» **PROBLEM STATEMENT**
Turn the rows, from the first line through the line containing "Give the mask of every instance of the lying", into a Markdown table with the columns Number and Record line, and leave out any blank lines.

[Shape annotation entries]
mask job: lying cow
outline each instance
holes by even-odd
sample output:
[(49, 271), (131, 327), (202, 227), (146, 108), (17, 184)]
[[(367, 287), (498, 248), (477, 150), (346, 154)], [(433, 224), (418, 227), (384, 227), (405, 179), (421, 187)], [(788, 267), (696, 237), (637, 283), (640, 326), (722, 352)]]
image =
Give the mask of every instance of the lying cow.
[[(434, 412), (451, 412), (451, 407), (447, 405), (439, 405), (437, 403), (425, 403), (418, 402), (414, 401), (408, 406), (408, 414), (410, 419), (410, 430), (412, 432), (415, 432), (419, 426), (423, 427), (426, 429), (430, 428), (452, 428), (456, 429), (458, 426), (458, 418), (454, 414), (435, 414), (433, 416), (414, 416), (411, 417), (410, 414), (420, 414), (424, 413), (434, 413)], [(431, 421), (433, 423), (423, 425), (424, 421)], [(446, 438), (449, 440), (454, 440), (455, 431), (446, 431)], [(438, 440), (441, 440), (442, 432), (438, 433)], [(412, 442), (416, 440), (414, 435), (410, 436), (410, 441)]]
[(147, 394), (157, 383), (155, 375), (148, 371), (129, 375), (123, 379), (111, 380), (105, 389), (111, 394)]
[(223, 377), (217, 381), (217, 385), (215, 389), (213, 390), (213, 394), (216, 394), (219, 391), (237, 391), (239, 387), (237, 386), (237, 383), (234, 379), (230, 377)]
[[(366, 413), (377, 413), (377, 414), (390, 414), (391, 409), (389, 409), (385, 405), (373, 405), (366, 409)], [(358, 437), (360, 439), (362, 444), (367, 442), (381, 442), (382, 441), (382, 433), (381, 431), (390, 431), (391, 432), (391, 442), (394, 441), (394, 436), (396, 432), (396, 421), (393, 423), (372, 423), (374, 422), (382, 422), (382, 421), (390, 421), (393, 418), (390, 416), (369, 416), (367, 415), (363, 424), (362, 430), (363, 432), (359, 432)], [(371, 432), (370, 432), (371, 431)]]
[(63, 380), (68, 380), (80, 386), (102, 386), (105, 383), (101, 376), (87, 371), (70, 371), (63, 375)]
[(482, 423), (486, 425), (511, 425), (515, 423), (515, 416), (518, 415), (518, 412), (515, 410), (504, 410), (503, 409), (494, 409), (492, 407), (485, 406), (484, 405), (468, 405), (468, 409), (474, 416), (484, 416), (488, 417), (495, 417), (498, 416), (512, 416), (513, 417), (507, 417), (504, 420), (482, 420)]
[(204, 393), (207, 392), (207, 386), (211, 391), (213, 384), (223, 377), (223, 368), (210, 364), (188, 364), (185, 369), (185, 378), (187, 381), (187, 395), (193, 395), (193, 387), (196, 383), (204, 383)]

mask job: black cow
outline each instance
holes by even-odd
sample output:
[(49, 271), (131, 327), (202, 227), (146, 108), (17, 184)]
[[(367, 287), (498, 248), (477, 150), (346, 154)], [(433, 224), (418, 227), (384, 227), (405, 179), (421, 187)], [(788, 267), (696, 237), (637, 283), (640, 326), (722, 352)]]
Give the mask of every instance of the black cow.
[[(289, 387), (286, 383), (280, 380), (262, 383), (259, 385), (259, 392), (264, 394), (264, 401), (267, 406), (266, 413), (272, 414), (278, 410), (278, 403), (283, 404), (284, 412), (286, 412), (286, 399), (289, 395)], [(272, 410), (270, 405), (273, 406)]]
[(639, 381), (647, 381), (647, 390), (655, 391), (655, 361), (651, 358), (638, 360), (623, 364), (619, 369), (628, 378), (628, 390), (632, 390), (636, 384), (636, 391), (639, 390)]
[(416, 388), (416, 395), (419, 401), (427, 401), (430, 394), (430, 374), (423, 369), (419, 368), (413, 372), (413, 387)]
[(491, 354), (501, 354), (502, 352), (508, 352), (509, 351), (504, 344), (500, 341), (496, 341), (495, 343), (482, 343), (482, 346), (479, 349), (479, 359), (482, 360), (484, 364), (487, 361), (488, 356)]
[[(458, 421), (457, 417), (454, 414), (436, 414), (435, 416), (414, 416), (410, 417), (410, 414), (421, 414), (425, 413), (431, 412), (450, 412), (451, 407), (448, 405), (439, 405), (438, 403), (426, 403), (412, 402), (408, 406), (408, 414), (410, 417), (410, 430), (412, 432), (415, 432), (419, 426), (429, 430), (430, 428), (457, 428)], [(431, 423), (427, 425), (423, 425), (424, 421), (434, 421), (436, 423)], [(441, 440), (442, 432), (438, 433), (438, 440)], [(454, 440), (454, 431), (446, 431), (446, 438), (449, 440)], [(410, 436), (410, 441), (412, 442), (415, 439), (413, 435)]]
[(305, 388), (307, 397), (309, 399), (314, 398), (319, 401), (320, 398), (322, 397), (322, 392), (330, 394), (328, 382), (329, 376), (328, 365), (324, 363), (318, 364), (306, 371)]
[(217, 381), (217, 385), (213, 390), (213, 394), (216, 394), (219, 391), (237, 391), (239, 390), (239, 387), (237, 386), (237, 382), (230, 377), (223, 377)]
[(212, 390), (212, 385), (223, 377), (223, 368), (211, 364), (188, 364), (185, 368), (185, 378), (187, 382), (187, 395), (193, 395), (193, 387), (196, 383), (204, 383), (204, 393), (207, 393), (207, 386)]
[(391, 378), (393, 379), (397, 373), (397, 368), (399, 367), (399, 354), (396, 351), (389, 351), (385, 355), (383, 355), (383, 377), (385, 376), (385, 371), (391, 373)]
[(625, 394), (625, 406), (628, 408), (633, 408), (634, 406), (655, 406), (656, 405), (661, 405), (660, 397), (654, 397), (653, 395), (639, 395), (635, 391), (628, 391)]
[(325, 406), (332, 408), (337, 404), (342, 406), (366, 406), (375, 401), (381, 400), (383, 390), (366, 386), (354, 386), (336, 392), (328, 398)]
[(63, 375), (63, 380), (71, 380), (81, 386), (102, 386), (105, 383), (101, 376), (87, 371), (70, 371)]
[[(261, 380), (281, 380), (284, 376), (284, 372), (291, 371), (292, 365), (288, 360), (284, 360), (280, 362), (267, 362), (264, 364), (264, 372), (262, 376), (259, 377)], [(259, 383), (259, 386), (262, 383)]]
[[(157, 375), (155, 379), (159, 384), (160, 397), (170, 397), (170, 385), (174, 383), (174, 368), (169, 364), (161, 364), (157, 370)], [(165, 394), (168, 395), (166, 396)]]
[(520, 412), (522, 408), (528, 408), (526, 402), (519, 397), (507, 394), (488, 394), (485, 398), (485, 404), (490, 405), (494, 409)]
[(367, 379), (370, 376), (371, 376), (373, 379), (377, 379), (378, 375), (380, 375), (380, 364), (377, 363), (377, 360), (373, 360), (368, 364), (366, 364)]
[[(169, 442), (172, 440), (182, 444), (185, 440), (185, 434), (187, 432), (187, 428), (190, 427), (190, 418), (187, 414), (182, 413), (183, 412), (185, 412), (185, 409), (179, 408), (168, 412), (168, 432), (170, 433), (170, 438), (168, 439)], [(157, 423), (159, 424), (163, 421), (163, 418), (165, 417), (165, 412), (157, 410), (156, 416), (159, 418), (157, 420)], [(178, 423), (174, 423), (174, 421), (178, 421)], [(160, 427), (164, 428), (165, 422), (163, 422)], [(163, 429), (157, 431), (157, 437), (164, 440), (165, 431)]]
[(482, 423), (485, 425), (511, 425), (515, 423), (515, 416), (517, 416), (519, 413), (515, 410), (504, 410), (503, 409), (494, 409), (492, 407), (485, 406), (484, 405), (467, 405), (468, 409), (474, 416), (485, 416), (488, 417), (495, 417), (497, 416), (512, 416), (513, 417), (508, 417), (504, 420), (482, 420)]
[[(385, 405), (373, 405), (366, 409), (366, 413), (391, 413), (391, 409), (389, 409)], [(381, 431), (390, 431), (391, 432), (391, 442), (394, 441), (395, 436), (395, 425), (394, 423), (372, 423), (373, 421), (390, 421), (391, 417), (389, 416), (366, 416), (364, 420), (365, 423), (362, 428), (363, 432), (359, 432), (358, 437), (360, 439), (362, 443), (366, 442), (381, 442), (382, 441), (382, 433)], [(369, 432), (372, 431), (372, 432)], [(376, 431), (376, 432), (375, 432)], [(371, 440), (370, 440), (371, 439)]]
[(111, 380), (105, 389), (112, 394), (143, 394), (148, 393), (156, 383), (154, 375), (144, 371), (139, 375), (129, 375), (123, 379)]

» **OUTPUT OF THE EXERCISE**
| Number | Record line |
|---|---|
| 1 | mask job: lying cow |
| 2 | outline each instance |
| 3 | holes by even-odd |
| 4 | sample output: |
| 5 | [(49, 271), (131, 327), (202, 227), (146, 108), (17, 184)] |
| 6 | [[(367, 287), (498, 248), (477, 150), (346, 154)], [(433, 224), (418, 227), (384, 227), (405, 179), (421, 187)], [(788, 267), (696, 237), (637, 283), (640, 326), (722, 352)]] |
| 7 | image = |
| 8 | Give the mask of every instance of the lying cow. |